Referring expression pointing data
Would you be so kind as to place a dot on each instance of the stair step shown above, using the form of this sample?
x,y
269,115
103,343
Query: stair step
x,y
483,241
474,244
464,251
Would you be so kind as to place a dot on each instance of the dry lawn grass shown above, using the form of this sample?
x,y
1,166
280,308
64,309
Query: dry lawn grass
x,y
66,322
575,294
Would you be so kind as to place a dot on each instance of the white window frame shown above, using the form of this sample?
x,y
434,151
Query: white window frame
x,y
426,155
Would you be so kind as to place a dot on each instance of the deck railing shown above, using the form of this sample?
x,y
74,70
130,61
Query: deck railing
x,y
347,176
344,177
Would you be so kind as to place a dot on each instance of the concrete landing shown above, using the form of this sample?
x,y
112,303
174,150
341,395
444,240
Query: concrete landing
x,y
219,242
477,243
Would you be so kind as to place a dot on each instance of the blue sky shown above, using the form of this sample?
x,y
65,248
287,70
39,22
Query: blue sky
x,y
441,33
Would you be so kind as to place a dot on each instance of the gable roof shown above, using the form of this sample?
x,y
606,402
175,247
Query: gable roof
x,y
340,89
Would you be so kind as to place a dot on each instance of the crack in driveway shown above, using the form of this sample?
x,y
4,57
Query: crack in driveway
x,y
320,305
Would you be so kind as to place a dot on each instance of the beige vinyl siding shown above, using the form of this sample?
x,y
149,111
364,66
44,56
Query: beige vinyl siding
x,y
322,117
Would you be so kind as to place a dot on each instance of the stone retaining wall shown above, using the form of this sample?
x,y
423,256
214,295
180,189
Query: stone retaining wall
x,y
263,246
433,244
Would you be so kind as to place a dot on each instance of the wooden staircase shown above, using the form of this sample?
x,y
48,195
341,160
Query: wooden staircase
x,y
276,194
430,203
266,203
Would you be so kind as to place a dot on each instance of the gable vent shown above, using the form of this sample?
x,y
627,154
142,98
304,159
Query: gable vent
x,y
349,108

TASK ITEM – Character for character, reproduce all of the lines above.

WRITTEN RESPONSE –
Would you be so kind as to place a dot on each instance of the stair step shown above, using the form of this sample?
x,y
269,115
103,343
Query: stair step
x,y
483,241
474,244
464,251
Would you be so kind as to place a dot on each instance of the dry lawn grass shown above, using the form of this sample?
x,y
1,166
280,308
64,309
Query: dry lawn grass
x,y
66,322
575,294
Would you be so kind as to place a dot on each instance of the white window frame shown above, using the form of this sample?
x,y
434,151
Query: white window frame
x,y
426,155
Would you be so kind as to place a dot on each instance of the deck railing shown above, using the form of this sample?
x,y
74,70
130,61
Query: deck railing
x,y
347,176
344,177
Would you be so kind as to place a dot on each instance of the concrete landing shown above, using the form of this sample?
x,y
112,303
174,150
341,395
444,240
Query: concrete landing
x,y
219,242
477,243
Would you be so kind as to place a dot on each instance of the blue sky shown above, using the form of this sample?
x,y
65,248
287,70
39,22
Query: blue sky
x,y
441,33
Would you be so kind as to place a dot on each instance of the gable roof shown above, using the form of this sample?
x,y
606,402
175,247
Query: gable roof
x,y
340,89
Would you be so kind as to place a dot on each instance of the crack in driveway shown above, using the form of this sample?
x,y
4,57
Query: crack in driveway
x,y
320,305
Would you be so kind as to place a dot on each instance of the beige vinyl siding shown above, using the form of this sample?
x,y
149,111
364,66
44,56
Query: beige vinyl siding
x,y
322,117
Would you be so kind as to place a dot on each instance of the stone retaining wall shown above, using the form of this sample?
x,y
423,256
214,295
180,189
Query: stone retaining wall
x,y
263,246
433,244
Would you be so kind as to place a dot on each instance of the wooden staircase shown above, using the form of this sample?
x,y
48,195
341,160
Query: wooden staircase
x,y
276,194
430,203
266,203
Would you be so kind as to place a dot on each instance of the gable vent shown above, using the form of this sample?
x,y
627,154
142,98
304,159
Query: gable vent
x,y
349,108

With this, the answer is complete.